Material shown →
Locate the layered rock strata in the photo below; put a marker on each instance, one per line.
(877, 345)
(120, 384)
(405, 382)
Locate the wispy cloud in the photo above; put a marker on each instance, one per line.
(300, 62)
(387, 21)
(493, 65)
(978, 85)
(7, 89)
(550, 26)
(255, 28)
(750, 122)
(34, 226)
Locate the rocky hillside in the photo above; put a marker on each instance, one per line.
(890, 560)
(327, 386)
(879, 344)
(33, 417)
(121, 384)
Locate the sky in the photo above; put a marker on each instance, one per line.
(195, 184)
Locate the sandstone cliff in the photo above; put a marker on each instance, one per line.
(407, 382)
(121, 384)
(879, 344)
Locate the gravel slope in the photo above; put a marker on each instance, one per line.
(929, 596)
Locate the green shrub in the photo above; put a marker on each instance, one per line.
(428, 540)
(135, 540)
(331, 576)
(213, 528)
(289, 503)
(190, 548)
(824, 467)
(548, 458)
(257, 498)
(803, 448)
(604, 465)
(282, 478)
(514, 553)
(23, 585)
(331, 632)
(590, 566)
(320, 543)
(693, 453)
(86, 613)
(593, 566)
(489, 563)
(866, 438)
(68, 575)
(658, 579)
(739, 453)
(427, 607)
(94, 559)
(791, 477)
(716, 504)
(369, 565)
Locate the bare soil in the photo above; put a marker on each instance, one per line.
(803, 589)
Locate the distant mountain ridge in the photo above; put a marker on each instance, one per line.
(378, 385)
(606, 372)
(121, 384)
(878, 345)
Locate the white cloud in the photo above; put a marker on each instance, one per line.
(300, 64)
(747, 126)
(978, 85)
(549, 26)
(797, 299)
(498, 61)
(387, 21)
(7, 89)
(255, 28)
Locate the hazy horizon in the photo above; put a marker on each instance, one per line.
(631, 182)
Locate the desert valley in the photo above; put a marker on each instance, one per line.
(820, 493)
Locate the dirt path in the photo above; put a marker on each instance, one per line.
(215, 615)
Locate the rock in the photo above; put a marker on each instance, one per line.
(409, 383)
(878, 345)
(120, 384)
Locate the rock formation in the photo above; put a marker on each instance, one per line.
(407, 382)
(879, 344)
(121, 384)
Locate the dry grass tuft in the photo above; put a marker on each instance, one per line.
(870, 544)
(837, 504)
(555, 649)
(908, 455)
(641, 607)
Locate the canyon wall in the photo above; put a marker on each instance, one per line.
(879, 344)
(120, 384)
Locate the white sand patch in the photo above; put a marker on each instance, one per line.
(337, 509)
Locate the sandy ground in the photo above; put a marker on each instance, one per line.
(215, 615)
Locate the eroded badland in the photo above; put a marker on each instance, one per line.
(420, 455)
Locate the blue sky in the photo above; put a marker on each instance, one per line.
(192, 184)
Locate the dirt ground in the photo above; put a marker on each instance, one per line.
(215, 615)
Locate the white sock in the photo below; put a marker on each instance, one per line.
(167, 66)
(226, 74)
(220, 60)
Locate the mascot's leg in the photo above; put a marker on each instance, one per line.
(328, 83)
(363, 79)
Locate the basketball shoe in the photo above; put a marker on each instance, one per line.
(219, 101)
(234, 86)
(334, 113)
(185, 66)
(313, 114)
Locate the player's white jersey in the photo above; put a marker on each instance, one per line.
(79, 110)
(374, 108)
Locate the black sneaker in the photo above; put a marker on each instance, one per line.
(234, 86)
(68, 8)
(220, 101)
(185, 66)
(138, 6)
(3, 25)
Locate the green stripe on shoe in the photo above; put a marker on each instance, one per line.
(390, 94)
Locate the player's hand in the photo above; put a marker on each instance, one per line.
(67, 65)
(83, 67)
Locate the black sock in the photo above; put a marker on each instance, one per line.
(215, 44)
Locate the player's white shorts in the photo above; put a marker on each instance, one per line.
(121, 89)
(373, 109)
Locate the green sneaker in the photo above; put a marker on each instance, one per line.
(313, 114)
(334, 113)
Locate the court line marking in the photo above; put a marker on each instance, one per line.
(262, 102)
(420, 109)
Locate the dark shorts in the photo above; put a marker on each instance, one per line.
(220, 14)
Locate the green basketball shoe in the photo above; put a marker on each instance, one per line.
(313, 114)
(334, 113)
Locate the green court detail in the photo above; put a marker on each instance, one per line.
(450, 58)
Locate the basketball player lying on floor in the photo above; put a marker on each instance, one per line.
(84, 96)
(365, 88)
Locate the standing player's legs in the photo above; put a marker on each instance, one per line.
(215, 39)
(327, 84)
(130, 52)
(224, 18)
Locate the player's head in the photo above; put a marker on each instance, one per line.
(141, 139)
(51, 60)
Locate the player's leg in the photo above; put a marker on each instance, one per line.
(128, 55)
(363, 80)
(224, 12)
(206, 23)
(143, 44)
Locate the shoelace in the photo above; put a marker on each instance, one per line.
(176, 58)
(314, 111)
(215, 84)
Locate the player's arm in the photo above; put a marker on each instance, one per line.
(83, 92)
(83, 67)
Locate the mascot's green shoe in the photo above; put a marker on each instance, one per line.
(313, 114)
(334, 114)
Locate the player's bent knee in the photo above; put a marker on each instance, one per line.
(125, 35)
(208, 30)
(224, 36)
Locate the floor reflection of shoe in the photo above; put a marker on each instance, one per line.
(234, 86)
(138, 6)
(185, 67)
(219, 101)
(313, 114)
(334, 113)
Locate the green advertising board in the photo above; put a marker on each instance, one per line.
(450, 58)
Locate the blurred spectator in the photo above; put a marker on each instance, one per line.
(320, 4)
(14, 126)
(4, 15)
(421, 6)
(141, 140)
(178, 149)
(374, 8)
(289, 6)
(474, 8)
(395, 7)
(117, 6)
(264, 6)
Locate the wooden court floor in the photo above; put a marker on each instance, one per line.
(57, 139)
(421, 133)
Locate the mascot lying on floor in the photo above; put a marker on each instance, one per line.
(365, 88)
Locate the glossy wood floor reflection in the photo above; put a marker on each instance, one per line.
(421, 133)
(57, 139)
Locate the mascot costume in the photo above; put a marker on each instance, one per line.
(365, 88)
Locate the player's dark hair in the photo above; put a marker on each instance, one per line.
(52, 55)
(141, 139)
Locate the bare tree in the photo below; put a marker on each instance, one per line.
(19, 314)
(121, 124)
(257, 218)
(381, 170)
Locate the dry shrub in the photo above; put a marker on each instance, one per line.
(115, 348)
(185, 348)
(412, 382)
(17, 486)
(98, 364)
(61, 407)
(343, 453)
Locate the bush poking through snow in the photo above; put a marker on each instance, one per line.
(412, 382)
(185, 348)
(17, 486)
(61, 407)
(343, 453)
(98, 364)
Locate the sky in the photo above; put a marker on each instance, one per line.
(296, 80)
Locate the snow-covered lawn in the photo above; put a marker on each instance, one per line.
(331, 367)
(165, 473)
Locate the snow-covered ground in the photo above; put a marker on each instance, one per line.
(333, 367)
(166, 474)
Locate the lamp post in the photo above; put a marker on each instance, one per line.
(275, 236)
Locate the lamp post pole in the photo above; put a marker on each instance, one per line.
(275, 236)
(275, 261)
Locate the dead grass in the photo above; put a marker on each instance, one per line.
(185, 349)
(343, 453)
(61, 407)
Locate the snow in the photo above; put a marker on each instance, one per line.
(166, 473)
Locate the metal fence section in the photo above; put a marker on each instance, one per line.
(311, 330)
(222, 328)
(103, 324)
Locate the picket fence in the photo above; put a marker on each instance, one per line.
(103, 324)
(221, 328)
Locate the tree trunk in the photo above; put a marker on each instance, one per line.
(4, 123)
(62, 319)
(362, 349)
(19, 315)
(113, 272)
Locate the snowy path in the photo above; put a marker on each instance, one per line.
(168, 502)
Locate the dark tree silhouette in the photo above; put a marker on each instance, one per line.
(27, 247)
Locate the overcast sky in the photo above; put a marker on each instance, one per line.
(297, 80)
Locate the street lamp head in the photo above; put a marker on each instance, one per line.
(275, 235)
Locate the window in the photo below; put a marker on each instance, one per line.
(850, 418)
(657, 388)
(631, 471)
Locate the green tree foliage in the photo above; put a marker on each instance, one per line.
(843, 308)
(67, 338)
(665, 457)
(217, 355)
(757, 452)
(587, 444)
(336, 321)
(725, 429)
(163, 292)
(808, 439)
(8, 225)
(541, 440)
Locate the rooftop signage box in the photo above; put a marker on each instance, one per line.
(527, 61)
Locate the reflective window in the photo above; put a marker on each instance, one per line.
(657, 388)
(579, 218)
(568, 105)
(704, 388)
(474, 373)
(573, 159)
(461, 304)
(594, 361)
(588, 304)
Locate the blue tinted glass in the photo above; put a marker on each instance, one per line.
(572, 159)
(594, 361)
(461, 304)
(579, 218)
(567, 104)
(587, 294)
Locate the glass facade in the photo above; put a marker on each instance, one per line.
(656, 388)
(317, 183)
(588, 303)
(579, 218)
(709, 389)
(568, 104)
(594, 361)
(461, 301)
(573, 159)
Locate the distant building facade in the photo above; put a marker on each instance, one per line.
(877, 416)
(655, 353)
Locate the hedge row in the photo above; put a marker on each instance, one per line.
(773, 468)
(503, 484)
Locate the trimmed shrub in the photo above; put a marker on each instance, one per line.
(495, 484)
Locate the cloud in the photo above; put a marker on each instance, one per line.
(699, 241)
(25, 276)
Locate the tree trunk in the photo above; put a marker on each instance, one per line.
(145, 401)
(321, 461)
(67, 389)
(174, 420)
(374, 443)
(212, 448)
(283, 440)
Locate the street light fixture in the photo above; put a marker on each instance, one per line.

Goal of the exercise → Quote exactly what appears from the line containing "Locate the snowy" through the final line of the listing above, including both of those lines.

Expected output →
Locate the snowy path in the photo above; put a marker on each instance, one per line.
(168, 502)
Locate the dark tree silhouette in the photo above; put a marker on each instance, one per line.
(27, 247)
Locate the overcast sky in the photo above; put a marker on each instance, one per line.
(297, 80)
Locate the street lamp head in the photo above; put a marker on each instance, one per line.
(275, 235)
Locate the window in the photo below; put a marker on each instance, one per line.
(850, 418)
(657, 388)
(631, 471)
Locate the green tree foliage in the photo above; put a marker on each instance, one per line.
(843, 308)
(67, 338)
(665, 457)
(217, 355)
(757, 452)
(587, 444)
(336, 321)
(725, 429)
(163, 292)
(808, 439)
(8, 225)
(541, 440)
Locate the rooftop signage box in the photo above; put a marker on each instance, one per line.
(527, 61)
Locate the reflective window in the photo above; put a marker on each instance, one per line.
(657, 388)
(579, 218)
(568, 105)
(704, 388)
(474, 373)
(573, 159)
(461, 304)
(594, 361)
(588, 304)
Locate the blue tinted glass in the photo above; put a marker on each instance, one per line.
(572, 159)
(594, 361)
(461, 304)
(579, 218)
(567, 104)
(587, 294)
Locate the glass facade in the photo above; put a marker on each instance, one per line.
(656, 388)
(317, 183)
(588, 303)
(579, 218)
(709, 389)
(568, 104)
(594, 361)
(461, 301)
(573, 159)
Locate the distant building facade in the photo above; put a marker on each instance, one per line.
(877, 416)
(655, 353)
Locate the hedge row in the photo above; put a marker on each instance, one per line.
(773, 468)
(503, 484)
Locate the trimmed shrub in the photo above; put a marker on each instance, one per line.
(495, 484)
Locate the cloud in the photo above; put a marker on each instance, one per line.
(699, 241)
(25, 276)
Locate the tree trunk in the photo above; put a marker on each instance, one per line.
(145, 401)
(321, 461)
(67, 389)
(174, 420)
(374, 443)
(212, 448)
(283, 440)
Locate the street light fixture in the photo above; put a marker on each instance, one per line.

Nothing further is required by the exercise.